═══ SELECTED EXCERPT
Block_B (Switch 2): Figure 6a and b shows the traffic received and forwarded on Block_B (Switch 2) in bits sec1. The graph shows a significant difference in the traffic received and forwarded for both scenarios. The traffic received and forwarded in the scenario With_VLAN is much lesser than that of No_VLAN. This result agrees with the results of Block_A (Switch 1) further helping to prove that the network with VLAN is better than network with no VLAN as it helps reduce traffic.
Block_C (Switch 3): Figure 7a and b shows the traffic received and forwarded on Block_C (Switch 3). The graph shows a significant difference in the traffic received and forwarded for both scenarios as the bits received and forwarded to the network with VLAN is less compared to the network with no VLAN. The traffic received and forwarded in the scenario With_VLAN is much lesser than that of No_VLAN. This further justifies the fact that VLANs help reduce network traffic.
This type of delays falls within the congestion delay category. Figure 8a and b show the average queuing delays of the links connecting the blocks (Switches). The queuing delays here are small because the switches are not filled up to cause packet dropping. If the queue levels (hence queuing delays) were large, then having VLAN configuration would make a greater impact on the network response time in addition to reducing switch throughput according to Faheem26.
There have been several efforts to provide security in virtual network. Wei et al.27 and Cabuk et al.28 implemented a prototype of their framework based on a para-virtualization platform, while Huang et al.29 considered an underlying network based on programmable routers. Although the majority of publications do not target specific network virtualization techniques, different types of platforms have their own sets of benefits, which is similar to the sHype security model. The sHype29 is a security model which add isolation enforcement and policy defined resource to monitor mandatory access control policies on VLAN communication. This perspective is important to understand how a VLAN implementation works, especially because there are no standards for VLAN implementation. The implementation described in this study is a design model of an existing security kernel (Turaya)30. The Turaya security kernel comprises two layers: A hypervisor layer basedon an L4 microkernel31,32 and resource management services (memory management, I/O drivers) and the trusted software layer providing the security services to achieve security model. As the specific implementation described by Tiwari et al.33 and Kikuta et al.34 should be possible to generalize VLAN models from other systems. The VLAN model is a set of general methods or techniques that should be useful in evaluation and comparing the various proprietary standards in delays. Previous study results show a network, by increasing and reducing inter-hub fixed frame size reduces collision or switched network. These results from this VLAN design now justify that irrespective of the frame size in a network where a VLAN is configured on the switches; the network performance of the network is improved. The traffic forwarded and received and the link queuing delay is all better for the network with VLAN.
══════
## [WHAT TO PRODUCE]
In the excerpt on VLAN network performance, why are the queuing delays on the links connecting the blocks small?
═══ PROVIDED DATA
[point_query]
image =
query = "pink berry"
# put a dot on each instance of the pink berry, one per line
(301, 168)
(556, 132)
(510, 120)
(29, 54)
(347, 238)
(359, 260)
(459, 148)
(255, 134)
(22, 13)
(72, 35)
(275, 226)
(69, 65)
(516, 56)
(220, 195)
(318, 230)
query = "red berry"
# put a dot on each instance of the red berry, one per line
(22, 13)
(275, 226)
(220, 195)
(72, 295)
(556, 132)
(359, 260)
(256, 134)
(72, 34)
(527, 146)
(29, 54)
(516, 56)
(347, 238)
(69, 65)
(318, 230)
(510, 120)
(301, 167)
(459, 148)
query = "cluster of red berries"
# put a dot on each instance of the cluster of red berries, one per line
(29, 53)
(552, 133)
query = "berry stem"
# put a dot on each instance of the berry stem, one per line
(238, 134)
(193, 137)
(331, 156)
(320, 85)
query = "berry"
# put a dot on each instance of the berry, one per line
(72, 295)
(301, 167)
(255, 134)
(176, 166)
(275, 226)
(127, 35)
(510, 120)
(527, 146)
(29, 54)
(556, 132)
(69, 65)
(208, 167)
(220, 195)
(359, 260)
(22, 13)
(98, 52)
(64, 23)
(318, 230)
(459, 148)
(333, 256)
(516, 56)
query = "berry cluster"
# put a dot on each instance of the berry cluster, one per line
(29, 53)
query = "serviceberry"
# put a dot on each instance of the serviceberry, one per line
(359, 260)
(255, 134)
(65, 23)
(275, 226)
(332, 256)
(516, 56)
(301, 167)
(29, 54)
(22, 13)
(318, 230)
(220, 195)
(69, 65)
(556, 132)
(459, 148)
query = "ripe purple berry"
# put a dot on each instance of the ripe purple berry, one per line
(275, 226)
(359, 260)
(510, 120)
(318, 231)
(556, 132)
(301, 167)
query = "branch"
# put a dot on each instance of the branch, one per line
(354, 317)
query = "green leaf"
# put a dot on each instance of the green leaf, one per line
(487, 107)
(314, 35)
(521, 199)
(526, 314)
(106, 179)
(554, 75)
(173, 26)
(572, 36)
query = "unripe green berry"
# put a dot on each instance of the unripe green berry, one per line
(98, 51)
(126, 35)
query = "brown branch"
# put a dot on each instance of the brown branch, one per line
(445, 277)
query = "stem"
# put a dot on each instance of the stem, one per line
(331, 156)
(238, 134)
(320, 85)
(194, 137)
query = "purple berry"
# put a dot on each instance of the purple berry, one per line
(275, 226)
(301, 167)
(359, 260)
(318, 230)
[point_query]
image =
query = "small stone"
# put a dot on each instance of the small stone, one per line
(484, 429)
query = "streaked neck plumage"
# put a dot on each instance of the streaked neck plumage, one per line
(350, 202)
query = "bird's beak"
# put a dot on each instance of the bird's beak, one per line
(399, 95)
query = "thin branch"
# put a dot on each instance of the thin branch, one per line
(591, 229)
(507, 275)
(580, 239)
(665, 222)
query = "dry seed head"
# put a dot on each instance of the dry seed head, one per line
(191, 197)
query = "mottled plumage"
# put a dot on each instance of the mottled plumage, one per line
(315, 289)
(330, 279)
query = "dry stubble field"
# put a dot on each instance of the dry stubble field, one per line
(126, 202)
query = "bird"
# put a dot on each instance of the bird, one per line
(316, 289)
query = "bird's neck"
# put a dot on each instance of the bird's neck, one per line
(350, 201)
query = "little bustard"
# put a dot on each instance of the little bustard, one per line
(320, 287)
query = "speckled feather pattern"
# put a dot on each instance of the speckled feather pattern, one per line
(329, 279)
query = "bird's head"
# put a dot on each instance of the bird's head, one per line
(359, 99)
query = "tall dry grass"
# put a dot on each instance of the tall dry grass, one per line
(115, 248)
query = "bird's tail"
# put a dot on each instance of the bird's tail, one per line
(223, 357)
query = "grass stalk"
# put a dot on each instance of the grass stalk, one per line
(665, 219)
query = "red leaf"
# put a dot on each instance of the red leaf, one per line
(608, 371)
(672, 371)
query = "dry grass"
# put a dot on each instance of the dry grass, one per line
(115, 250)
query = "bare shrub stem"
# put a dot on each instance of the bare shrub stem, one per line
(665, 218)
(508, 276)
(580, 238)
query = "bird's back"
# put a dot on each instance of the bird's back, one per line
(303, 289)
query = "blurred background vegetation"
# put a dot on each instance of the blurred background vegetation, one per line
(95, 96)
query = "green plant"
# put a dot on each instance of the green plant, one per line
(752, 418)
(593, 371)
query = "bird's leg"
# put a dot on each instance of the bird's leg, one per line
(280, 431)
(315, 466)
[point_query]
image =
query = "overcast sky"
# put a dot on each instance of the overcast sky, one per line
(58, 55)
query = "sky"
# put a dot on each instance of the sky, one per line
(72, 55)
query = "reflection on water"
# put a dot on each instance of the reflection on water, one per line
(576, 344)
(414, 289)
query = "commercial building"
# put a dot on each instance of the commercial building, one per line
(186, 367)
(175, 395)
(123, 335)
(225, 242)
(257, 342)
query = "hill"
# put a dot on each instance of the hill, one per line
══════
## [OUTPUT FOR THIS TASK]
The switches are not filled up enough to cause packet dropping.